## Selected passage
MATLAB Central Newsreader - FFT -- sum( v(t)) /= sum (v(t))

FFT -- sum( v(t)) /= sum (v(t))

Travis Bland — Mon, 02 Nov 2009 23:39:02 -0500

Hi,
I'm taking a course using Matlab, and i'm also doing data analysis for a job. Since i started using Matlab, i thought it might be easier to use than my program written in C++, and i was hoping to check the numbers against eachother.
I have a file data.dat with two columns, time and voltage. The sum v(t)^2 should equal the sum of v(f)^2, correct? I should have the same total power in the frequency domain as the time domain?
Well i can't get this to prove true. Here's what i tried

volt_t = data(:,2)

sum ( v(f)^2 ) --------->
>> sum( (fft(volt_t)) .* (fft(volt_t)) )
ans = 7.6598

sum( ( v(f)/ N )^2) ,where N = length volt_t-------->
>> sum( abs( (fft(volt_t) / N) .* (fft(volt_t) / N) ))
ans = 8.6741e-08

sum ( (v(t))^2)----------->
>> sum(volt_t .* volt_t)
ans = 0.0035

I notice when i read in the file to volt_t, the precision isn't very high. My values are #*e-06 , and matlab gives 0.0001 or 0.0000. Could this be my issue; if so, how do i fix it? If not, any suggestions on what to do?

Thanks,
Travis

Re: FFT -- sum( v(t)) /= sum (v(t))

dpb — Mon, 02 Nov 2009 23:56:20 -0500

Travis Bland wrote:
> Hi,
...
> I notice when i read in the file to volt_t, the precision isn't very
> high. My values are #*e-06 , and matlab gives 0.0001 or 0.0000.
> Could this be my issue; if so, how do i fix it? If not, any
> suggestions on what to do?
>
ML uses default double for internal representation irrespective of what
the command window display format is.

## Source data
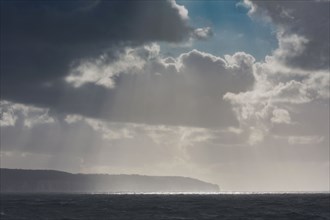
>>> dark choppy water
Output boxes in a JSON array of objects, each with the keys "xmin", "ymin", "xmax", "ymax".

## Work instructions
a - The reply in the forum thread addresses the values that appear as 0.0001 or 0.0000. Using the reply's reasoning, explain why that display does not show how MATLAB actually stores the values.
b - Reproduce verbatim the stretch of the forum thread from "ans = 0.0035" through "any suggestions on what to do?".

## Results for each task
a - MATLAB uses the default double type for its internal representation, whatever display format the command window uses. The short values on screen reflect only the display format, not the stored precision.

b -
ans = 0.0035

I notice when i read in the file to volt_t, the precision isn't very high. My values are #*e-06 , and matlab gives 0.0001 or 0.0000. Could this be my issue; if so, how do i fix it? If not, any suggestions on what to do?